Your task is to repeat, word for word, the line containing "Target: fur collar" and all lines that follow it to the end of the material, and no other lines.

┌──

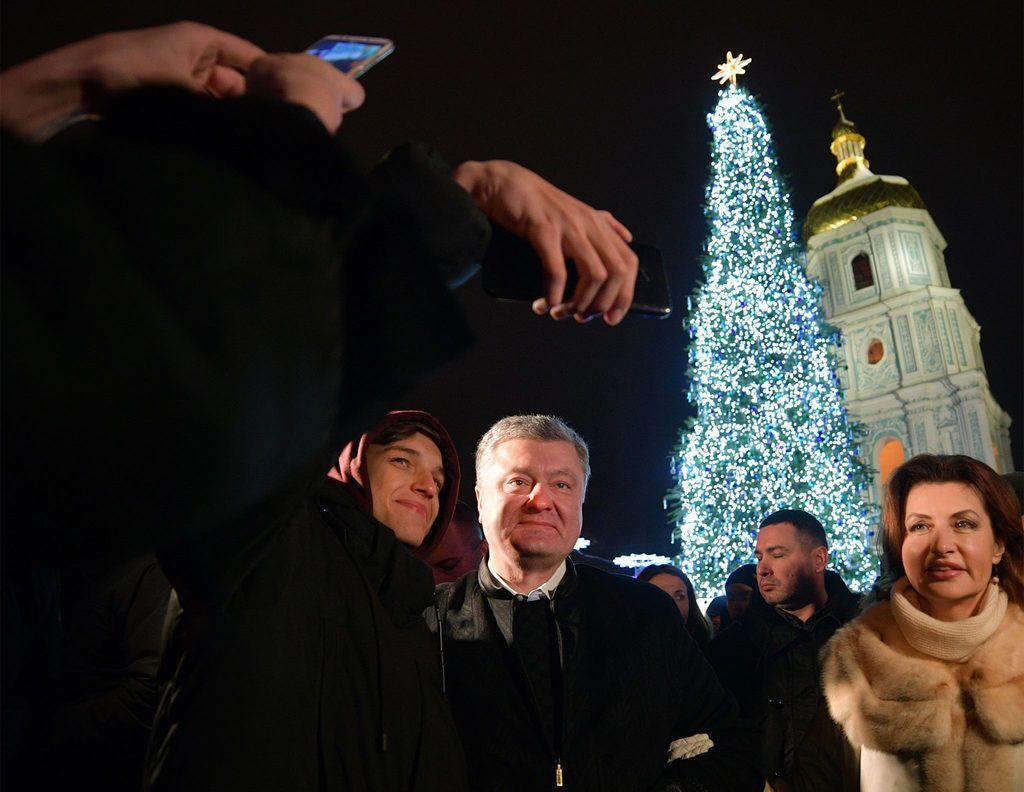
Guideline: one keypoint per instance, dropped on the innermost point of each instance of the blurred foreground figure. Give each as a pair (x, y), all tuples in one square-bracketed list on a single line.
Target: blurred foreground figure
[(202, 300), (566, 675)]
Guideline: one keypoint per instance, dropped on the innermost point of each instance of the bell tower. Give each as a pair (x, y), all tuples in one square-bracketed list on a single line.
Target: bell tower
[(910, 363)]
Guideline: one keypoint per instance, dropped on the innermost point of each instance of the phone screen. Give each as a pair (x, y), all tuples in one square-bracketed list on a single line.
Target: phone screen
[(351, 54), (343, 54)]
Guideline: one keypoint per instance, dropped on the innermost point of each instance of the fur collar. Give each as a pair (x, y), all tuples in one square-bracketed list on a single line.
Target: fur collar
[(958, 722)]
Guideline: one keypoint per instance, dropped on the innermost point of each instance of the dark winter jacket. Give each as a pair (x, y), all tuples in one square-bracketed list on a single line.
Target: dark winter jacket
[(311, 670), (202, 301), (634, 681), (769, 660)]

└──

Written solution –
Target: fur collar
[(958, 722)]
Guideline: one keypoint per instance, dropped on the innermost point of each instance of the dark winter jacket. Give each as a pair (x, y), all tuples in one square-bracketed list on a single line.
Target: dark winter jacket
[(311, 670), (202, 301), (634, 681), (769, 660)]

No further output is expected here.